Tareas:
a: Traduce al inglés esta oración del fragmento: "Sin un largo camino de roces, choques y conflictos con la realidad -y con los otros- es imposible madurar y llegar a hacerse adulto."
b: Según el fragmento, ¿qué se ha convertido en el mantra por excelencia de todas las derechas?

Fragmento:
Lo real y lo fantástico, lo verdadero y lo falso van aquí de la mano. La realidad queda sustituida por las imágenes de la pantalla. Y la irrupción de la inteligencia artificial hace que cada vez sea más difícil distinguir la verdad o identificar manipulaciones.
Los algoritmos nos ponen a cada uno de nosotros en el centro del universo, nos sumergen en un mundo virtual cortado a nuestra exacta medida. Nos convierten en únicos, habitando un entorno que se amolda como un guante a nuestros deseos. No necesitamos a nadie más, nos sobra cualquier otro tipo de relación o mediación. Nos colocan -uno a uno, sin intermediarios- el universo ilimitado de internet, directamente en manos de las grandes compañías que gobiernan el capitalismo digital. Bajo la ilusión de atender nuestras órdenes y deseos, se adueñan de lo que pensamos y sentimos.
Estas características de internet son opuestas a las mínimas exigencias del proceso de maduración. Sin un largo camino de roces, choques y conflictos con la realidad -y con los otros- es imposible madurar y llegar a hacerse adulto.
Ciertas derivas del actual auge populista son difíciles de entender si no las miramos desde el prisma del creciente infantilismo social.
Hace poco, el exministro español Jaime Mayor Oreja reivindicaba públicamente la verdad de la creación frente al relato de la evolución. Bueno, la teoría de la evolución no es un relato, ni un cuento. Está sobradamente probada. Si se respeta mínimamente la razón, las pruebas son irrefutables y abrumadoras. La propia Iglesia Católica pareció aceptar el hecho y ha pasado décadas tratando de amoldar sus doctrinas al evolucionismo, ahí está el ejemplo de Teilhard de Chardin. Ahora, el griterío de los sectores integristas supone una brutal regresión. La regresión hacia el pensamiento mágico infantil que confunde y pone al mismo nivel verdad y relato, realidad y ficción.
La promesa de reducir impuestos se ha convertido en el mantra por excelencia de todas las derechas. Hay que reconocer que con innegable éxito popular. El dinero que queda en el bolsillo de cada cual produce una satisfacción inmediata. Y para ver las consecuencias -a veces trágicas- que traen esas políticas, hay que pararse a pensar, y no solo en lo más próximo, sino también en un horizonte a medio y largo plazo. Aprender a mirar más allá de lo inmediato y a diferir las satisfacciones son avances que solo alcanzamos madurando.

Datos proporcionados:
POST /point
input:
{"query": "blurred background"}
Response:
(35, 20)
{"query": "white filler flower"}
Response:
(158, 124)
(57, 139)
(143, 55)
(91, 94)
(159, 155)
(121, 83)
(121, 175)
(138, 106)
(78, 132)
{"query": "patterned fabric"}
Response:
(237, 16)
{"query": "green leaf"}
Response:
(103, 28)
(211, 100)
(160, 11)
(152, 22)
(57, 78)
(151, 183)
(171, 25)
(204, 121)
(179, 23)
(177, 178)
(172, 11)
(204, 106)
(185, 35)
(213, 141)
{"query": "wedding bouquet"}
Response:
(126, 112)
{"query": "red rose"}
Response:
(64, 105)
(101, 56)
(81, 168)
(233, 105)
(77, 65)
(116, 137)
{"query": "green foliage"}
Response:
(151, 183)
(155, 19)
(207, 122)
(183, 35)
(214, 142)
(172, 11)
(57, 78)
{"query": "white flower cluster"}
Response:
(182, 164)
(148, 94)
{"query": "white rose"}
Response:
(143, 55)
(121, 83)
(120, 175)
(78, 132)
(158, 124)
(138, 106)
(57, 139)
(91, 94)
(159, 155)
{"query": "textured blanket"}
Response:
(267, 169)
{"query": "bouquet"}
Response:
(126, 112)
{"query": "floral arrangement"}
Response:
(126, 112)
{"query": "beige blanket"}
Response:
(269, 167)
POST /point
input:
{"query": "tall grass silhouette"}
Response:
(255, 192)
==
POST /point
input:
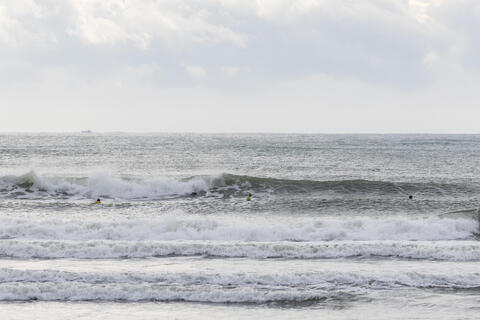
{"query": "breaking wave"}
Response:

Problemas resueltos:
a: Without a long path of friction, clashes, and conflicts with reality (and with others), it is impossible to mature and become an adult.

b: La promesa de reducir impuestos.